Work order —
Repeat each line of the records below exactly.

Source material —

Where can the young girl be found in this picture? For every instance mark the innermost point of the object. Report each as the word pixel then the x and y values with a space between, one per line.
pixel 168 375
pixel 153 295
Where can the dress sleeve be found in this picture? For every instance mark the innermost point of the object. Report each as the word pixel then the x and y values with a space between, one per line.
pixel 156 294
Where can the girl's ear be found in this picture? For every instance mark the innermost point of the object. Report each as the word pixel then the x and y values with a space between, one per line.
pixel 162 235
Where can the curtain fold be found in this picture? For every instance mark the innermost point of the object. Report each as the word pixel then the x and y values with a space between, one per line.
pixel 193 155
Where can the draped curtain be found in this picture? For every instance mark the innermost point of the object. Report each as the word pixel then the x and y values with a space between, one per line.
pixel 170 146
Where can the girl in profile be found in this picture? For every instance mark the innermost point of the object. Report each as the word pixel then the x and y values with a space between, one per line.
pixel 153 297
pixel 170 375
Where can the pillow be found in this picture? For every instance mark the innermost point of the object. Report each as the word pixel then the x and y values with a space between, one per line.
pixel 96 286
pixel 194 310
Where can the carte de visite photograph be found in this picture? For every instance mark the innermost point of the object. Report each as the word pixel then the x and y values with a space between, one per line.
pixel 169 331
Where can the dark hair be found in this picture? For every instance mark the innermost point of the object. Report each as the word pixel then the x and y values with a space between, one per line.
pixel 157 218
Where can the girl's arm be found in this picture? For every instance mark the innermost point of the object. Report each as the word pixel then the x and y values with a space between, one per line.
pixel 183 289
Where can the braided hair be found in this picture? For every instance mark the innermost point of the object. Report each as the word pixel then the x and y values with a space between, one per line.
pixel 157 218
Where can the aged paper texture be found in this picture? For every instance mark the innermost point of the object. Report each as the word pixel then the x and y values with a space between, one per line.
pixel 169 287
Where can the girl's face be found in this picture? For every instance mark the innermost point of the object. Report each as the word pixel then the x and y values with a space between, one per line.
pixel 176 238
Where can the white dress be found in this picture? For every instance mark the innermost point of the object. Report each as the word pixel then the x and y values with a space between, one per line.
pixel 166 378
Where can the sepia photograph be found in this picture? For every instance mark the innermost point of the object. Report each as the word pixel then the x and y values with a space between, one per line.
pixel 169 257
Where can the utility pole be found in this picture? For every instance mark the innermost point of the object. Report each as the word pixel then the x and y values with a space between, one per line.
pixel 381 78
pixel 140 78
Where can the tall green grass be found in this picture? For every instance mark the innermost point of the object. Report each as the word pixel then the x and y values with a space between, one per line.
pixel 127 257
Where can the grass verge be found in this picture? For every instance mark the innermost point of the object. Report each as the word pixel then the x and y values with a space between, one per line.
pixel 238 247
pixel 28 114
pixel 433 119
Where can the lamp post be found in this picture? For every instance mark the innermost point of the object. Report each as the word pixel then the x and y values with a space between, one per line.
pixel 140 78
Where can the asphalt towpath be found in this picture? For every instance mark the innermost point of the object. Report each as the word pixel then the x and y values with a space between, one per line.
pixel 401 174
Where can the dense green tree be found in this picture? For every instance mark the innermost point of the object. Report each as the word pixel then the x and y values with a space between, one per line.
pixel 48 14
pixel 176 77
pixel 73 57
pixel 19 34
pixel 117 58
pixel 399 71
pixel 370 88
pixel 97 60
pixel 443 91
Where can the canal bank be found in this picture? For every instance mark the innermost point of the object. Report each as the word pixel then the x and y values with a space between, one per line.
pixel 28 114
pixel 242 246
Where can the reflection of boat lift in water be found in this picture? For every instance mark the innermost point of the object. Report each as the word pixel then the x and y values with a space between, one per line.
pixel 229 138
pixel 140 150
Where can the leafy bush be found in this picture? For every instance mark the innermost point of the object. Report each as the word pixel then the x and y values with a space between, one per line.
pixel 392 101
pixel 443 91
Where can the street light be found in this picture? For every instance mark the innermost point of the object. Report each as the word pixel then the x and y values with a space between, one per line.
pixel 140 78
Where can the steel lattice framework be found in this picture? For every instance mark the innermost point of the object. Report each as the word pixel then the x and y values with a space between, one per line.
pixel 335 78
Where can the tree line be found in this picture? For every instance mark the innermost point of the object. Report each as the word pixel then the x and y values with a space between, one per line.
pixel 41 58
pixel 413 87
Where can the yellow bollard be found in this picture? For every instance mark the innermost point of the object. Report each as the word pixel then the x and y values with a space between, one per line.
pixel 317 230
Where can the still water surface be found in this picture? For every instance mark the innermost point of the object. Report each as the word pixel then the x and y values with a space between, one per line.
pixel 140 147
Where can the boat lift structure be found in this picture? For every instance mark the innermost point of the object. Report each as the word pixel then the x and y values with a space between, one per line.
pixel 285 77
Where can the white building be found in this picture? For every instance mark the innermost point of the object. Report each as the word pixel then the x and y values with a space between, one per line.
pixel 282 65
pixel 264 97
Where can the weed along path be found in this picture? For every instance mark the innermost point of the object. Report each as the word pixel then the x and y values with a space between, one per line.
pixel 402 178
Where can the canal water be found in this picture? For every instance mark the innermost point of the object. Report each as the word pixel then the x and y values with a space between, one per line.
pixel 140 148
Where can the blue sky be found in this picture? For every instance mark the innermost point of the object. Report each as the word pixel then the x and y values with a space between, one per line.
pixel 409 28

Exercise result —
Where can the young girl be found in this picture? For every instance mark the innermost point of the object. Report each as the word pixel then the x and y values with a space between, one per line.
pixel 168 375
pixel 153 295
Where can the dress sleeve be found in this picture? For every instance mark the innermost point of the object. Report each as the word pixel then the x and y values with a space between, one per line.
pixel 156 294
Where can the girl's ear be found in this picture? For every instance mark the innermost point of the object. Report each as the word pixel then the x and y values with a space between, one per line.
pixel 162 235
Where can the curtain fold be found in this picture? For every instance mark the innermost point of the object. Report each as the word pixel then the x and y values with a space between, one per line.
pixel 193 155
Where can the draped curtain be found in this picture? For every instance mark the innermost point of the object. Report each as the word pixel then the x and y values with a space between, one per line.
pixel 170 146
Where can the girl in profile be found in this picture? For every instance mark the innermost point of the object. Report each as the word pixel then the x and y values with a space between, one per line.
pixel 153 297
pixel 170 375
Where can the pillow be found in this picture? For every instance mark the innermost point of the object. Report each as the word pixel then the x and y values with a space between, one per line.
pixel 96 286
pixel 194 310
Where can the carte de visite photograph be found in this picture? For every instance mark the innermost point of the object. Report each as the word pixel then the x and y values with a space between, one per line.
pixel 169 331
Where can the dark hair be found in this picture? For every instance mark the innermost point of the object. Report each as the word pixel then the x and y values with a space between, one per line.
pixel 157 218
Where can the girl's arm be found in this picture? For every instance mark the innermost point of the object. Report each as the word pixel then the x and y values with a space between, one per line.
pixel 183 289
Where can the braided hair be found in this picture? For every instance mark the innermost point of the object. Report each as the word pixel then the x and y values with a space between, one per line.
pixel 157 218
Where can the aged paper texture be found in this picture? For every instance mark the innermost point of the object. Report each as the word pixel then the x and y values with a space between, one per line.
pixel 169 287
Where can the girl's face be found in this picture? For every instance mark the innermost point of the object. Report each as the word pixel then the x and y values with a space between, one per line.
pixel 176 238
Where can the white dress be found in this picture? For every instance mark the innermost point of the object. Report each as the word pixel then the x and y values with a space between, one per line.
pixel 166 378
Where can the sepia photograph be found in this picture? For every instance mark the innermost point of the object. Report each as the word pixel then the x and y values with a space between, one per line.
pixel 169 257
Where can the utility pole be found in this picture? For every instance mark the innermost point of the object. Report each as the word pixel then the x and y values with a space between, one per line.
pixel 381 78
pixel 140 78
Where can the tall green grass be found in this picture? For every instance mark the innermost point of the object. Report each as the word pixel then the x and y values with a space between, one per line.
pixel 127 257
Where can the grass verge be found in this picture? For every instance mark the innermost point of the object. Report each as the word pixel then the x and y values with a space between, one per line.
pixel 238 247
pixel 28 114
pixel 433 119
Where can the lamp post be found in this picture? For every instance mark the innermost point of the object. Report each as the word pixel then the x and y values with a space between, one per line.
pixel 140 78
Where can the asphalt towpath be found in this picture? For every instance mark the innermost point of the object. Report each as the word pixel then the x and y values with a space between, one per line.
pixel 401 174
Where can the dense green tree be found in this picture? For every instance mark the innermost point of the object. Report each as the word pixel then the x and y values with a space between, one per line.
pixel 48 14
pixel 176 77
pixel 73 57
pixel 19 34
pixel 117 58
pixel 399 71
pixel 370 88
pixel 97 60
pixel 443 91
Where can the canal bank be found in this picture? For every instance mark the innermost point of the object. Report each as the word pixel then the x and y values with a space between, one per line.
pixel 28 114
pixel 242 246
Where can the reflection of boat lift in water be found in this picture? For every instance mark the innermost point of the object. Report each as the word pixel then the x and y values with a space between, one per line.
pixel 229 138
pixel 140 150
Where can the leafy bush be found in this picture? For every instance mark the innermost point of the object. Report each as the word pixel then the x and y values with a space between, one per line.
pixel 392 101
pixel 443 91
Where can the street light be found in this picture? For every instance mark the innermost point of the object. Report each as the word pixel then the x and y values with a space between, one per line.
pixel 140 78
Where can the steel lattice framework be found in this picture? For every instance mark the innermost point of the object. Report each as the word pixel then the x and y values with a space between, one per line.
pixel 335 78
Where can the tree line be found in this picture? For every instance mark the innermost point of the object. Report each as the word pixel then the x and y values with a space between, one per line.
pixel 41 58
pixel 413 87
Where can the yellow bollard be found in this picture? For every instance mark the innermost point of the object. Report each as the word pixel then the x and y values with a space between, one per line.
pixel 317 230
Where can the still water surface be found in this picture? For every instance mark the innermost point of the object. Report each as the word pixel then the x and y values with a space between, one per line.
pixel 140 147
Where can the boat lift structure be found in this picture? For every instance mark the innermost point of the object. Report each as the word pixel then the x and y values with a space between, one per line.
pixel 285 77
Where can the white building be found in this picture? For every instance mark the innermost point of the object. Report each as the word pixel then the x and y values with a space between, one per line.
pixel 282 65
pixel 264 97
Where can the weed along path be found in this picture? For every instance mark the innermost point of the object. Report each as the word pixel then the x and y values with a space between, one per line.
pixel 402 178
Where can the canal water be found in this picture? For every instance mark the innermost point of the object. Report each as the word pixel then the x and y values with a space between, one per line.
pixel 140 148
Where can the blue sky be found in this picture? For every instance mark the innermost point of the object. Report each as the word pixel then the x and y values with a space between, one per line.
pixel 409 28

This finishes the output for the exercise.